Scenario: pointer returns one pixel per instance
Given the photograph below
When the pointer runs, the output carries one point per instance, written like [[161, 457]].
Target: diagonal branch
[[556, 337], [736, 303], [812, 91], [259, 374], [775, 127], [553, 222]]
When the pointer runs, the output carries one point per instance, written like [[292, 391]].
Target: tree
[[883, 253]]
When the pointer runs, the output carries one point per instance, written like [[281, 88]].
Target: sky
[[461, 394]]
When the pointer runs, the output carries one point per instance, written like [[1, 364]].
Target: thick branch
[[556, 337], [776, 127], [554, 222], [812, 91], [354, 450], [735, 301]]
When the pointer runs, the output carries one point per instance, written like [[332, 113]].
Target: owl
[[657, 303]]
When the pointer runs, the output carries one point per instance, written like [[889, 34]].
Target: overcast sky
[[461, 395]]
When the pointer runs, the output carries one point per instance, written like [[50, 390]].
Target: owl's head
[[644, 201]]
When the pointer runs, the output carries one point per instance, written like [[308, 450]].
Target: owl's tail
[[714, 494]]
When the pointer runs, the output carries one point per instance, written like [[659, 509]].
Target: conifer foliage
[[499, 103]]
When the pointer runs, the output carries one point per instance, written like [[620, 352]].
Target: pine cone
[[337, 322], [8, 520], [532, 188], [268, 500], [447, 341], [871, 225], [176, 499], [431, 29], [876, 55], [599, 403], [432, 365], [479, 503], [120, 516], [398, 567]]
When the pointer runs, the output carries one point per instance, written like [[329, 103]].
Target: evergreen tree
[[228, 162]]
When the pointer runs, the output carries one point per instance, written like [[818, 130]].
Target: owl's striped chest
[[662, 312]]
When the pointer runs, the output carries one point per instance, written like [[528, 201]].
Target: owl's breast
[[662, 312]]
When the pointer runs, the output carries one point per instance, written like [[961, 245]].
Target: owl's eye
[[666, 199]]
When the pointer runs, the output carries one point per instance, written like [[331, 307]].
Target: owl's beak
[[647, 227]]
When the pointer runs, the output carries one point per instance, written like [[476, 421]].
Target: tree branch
★ ★ ★ ★
* [ACTIVITY]: Restate every record above, exactly, in full.

* [SOLUTION TO THIS TASK]:
Scenario: pointer returns one pixel per instance
Given the photograph below
When the pointer runs, the output carries one point per instance, written like [[161, 457]].
Target: diagonal branch
[[556, 337], [736, 303], [812, 91], [259, 374], [775, 127], [553, 222]]
When the pointer runs, the output carries one point per instance, written like [[292, 391]].
Target: tree
[[883, 253]]
When the pointer runs, the output carries one point per instance, written like [[281, 88]].
Target: sky
[[461, 394]]
When the pointer runs, the output carries one point per instance, written like [[1, 364]].
Target: thick branch
[[556, 337], [776, 127], [554, 222], [812, 91], [354, 450], [735, 301]]
When the pointer runs, the output carries one point per instance, written like [[332, 113]].
Target: owl
[[657, 303]]
When the pointer runs, the output carries one point per instance, written like [[889, 34]].
Target: overcast sky
[[461, 395]]
When the pointer runs, the output carries one point per instance, written like [[50, 390]].
Target: owl's head
[[644, 201]]
When the pointer runs, the output carries one point per instance, written like [[308, 450]].
Target: owl's tail
[[714, 494]]
When the pointer runs, the output carries one point per instance, written like [[659, 509]].
Target: conifer foliage
[[499, 103]]
When the pointer runs, the output carries one point per instance, written like [[620, 352]].
Target: pine cone
[[337, 322], [8, 520], [532, 188], [268, 500], [447, 341], [871, 225], [176, 499], [431, 29], [876, 55], [599, 403], [432, 365], [479, 503], [120, 516], [398, 567]]
When the pointer runs, the output carries one point per instance, written like [[329, 103]].
Target: evergreen tree
[[228, 162]]
When the pointer runs, the output carries one point per instance, written like [[818, 130]].
Target: owl's striped chest
[[662, 312]]
When the pointer runs, the output carries one point per instance, written like [[528, 201]].
Target: owl's breast
[[662, 312]]
When the pointer runs, the output carries one point per instance, written like [[961, 245]].
Target: owl's eye
[[666, 199]]
When the pointer runs, the output carries one point per instance, written like [[331, 307]].
Target: owl's beak
[[647, 227]]
When the pointer runs, the output carries one point per instance, written like [[476, 421]].
Target: tree branch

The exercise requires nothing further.